__Problem requirements__. Repeat, without any change, the entries presented below.

═════ The records

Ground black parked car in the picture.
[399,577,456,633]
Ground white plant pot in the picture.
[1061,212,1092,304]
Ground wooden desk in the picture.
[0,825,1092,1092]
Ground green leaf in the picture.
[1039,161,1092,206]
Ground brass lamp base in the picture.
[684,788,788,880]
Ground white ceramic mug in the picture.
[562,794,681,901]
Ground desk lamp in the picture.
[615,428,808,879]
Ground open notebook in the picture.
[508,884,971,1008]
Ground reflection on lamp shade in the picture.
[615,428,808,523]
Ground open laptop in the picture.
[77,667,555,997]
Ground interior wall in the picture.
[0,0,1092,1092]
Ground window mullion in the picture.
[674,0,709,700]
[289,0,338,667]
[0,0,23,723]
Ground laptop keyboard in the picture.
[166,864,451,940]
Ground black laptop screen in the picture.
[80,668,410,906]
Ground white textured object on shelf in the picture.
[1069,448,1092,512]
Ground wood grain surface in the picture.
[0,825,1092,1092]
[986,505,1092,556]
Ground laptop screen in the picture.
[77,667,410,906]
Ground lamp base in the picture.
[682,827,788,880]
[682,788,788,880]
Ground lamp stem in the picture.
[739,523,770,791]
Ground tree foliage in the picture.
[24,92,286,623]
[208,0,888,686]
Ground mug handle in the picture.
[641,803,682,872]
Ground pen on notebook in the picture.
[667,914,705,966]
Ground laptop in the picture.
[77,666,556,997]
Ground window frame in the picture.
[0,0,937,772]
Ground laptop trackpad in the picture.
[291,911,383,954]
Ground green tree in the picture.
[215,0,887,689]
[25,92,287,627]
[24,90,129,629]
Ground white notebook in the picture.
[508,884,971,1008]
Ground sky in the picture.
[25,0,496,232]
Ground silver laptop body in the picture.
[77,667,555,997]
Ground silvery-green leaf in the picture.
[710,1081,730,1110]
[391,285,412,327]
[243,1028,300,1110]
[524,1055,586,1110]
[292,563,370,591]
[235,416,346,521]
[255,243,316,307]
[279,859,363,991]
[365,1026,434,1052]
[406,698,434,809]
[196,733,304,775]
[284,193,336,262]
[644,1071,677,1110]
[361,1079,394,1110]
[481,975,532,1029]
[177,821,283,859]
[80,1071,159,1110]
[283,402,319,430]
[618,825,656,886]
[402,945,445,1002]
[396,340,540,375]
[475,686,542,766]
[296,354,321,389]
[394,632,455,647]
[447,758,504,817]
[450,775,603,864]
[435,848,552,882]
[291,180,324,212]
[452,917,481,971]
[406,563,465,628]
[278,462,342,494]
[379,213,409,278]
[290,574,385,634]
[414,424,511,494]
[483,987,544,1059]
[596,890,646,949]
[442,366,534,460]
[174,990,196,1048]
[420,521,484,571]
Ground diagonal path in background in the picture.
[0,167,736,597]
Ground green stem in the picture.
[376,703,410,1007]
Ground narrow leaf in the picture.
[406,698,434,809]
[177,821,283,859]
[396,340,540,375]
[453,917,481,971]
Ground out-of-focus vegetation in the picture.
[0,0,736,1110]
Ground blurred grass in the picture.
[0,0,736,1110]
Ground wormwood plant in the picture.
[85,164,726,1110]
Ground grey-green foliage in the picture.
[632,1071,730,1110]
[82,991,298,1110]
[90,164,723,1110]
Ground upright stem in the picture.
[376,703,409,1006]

══════════

__Reply to the exercise__.
Ground black parked car in the picture.
[399,577,456,633]
Ground white plant pot in the picture.
[1061,212,1092,304]
Ground wooden desk in the picture.
[0,825,1092,1092]
Ground green leaf in the picture.
[1039,161,1092,206]
Ground brass lamp base in the picture.
[684,788,788,880]
Ground white ceramic mug in the picture.
[562,794,681,901]
Ground desk lamp in the picture.
[615,428,808,879]
Ground open notebook in the picture.
[508,884,971,1008]
Ground reflection on lamp shade in the picture.
[615,428,808,523]
Ground open laptop in the picture.
[77,667,555,997]
Ground interior wall in the picture.
[0,0,1092,1092]
Ground window mullion in the picture.
[674,0,709,700]
[289,0,338,667]
[0,0,23,723]
Ground laptop keyboard in the picture.
[166,864,451,940]
Ground black laptop screen in the picture.
[80,668,410,906]
Ground white textured object on shelf in the picture.
[1069,448,1092,512]
Ground wood grain surface in the picture.
[0,825,1092,1092]
[986,505,1092,556]
Ground laptop screen in the picture.
[77,667,410,906]
Ground lamp base in the picture.
[682,827,788,880]
[682,788,788,880]
Ground lamp stem in the picture.
[739,523,770,791]
Ground tree foliage in the picture.
[24,92,286,623]
[208,0,888,686]
Ground mug handle in the picture.
[641,803,682,872]
Ground pen on notebook in the picture.
[667,914,705,966]
Ground laptop in the picture.
[77,666,556,997]
Ground window frame in the picture.
[0,0,937,772]
Ground laptop trackpad in the picture.
[291,911,383,954]
Ground green tree in the picture.
[215,0,887,689]
[25,92,287,627]
[24,90,129,629]
Ground white notebook in the picture.
[508,884,971,1008]
Ground sky in the picture.
[25,0,496,232]
Ground silver laptop body in the picture.
[77,667,555,997]
Ground silvery-green leaf in the picture.
[710,1081,730,1110]
[391,285,412,327]
[243,1028,300,1110]
[524,1055,586,1110]
[292,563,370,591]
[235,416,346,521]
[255,243,316,307]
[279,859,363,991]
[365,1026,434,1052]
[406,698,434,809]
[196,733,304,775]
[284,193,336,262]
[644,1071,677,1110]
[361,1079,394,1110]
[481,975,532,1029]
[177,821,283,859]
[80,1071,159,1110]
[283,402,319,430]
[618,825,656,886]
[402,945,445,1002]
[396,340,540,375]
[475,686,542,766]
[296,354,321,389]
[394,632,455,647]
[447,758,504,817]
[450,775,603,864]
[435,848,552,882]
[291,180,324,212]
[452,917,481,971]
[406,563,465,628]
[278,462,342,494]
[379,213,409,278]
[290,574,385,634]
[414,424,511,494]
[483,987,544,1059]
[596,890,646,949]
[442,366,534,460]
[174,990,196,1048]
[420,521,484,571]
Ground diagonal path in background in the picture.
[0,167,736,597]
Ground green stem in the picture.
[376,703,410,1007]
Ground narrow leaf in the picture.
[406,698,434,809]
[177,821,283,859]
[396,340,540,375]
[453,917,481,971]
Ground out-of-focus vegetation in the picture.
[0,0,736,1110]
Ground blurred grass in the picture.
[0,0,736,1110]
Ground wormwood plant in the picture.
[85,164,726,1110]
Ground grey-green foliage in the picture.
[632,1071,730,1110]
[82,991,298,1110]
[90,164,723,1110]
Ground upright stem in the picture.
[376,703,409,1006]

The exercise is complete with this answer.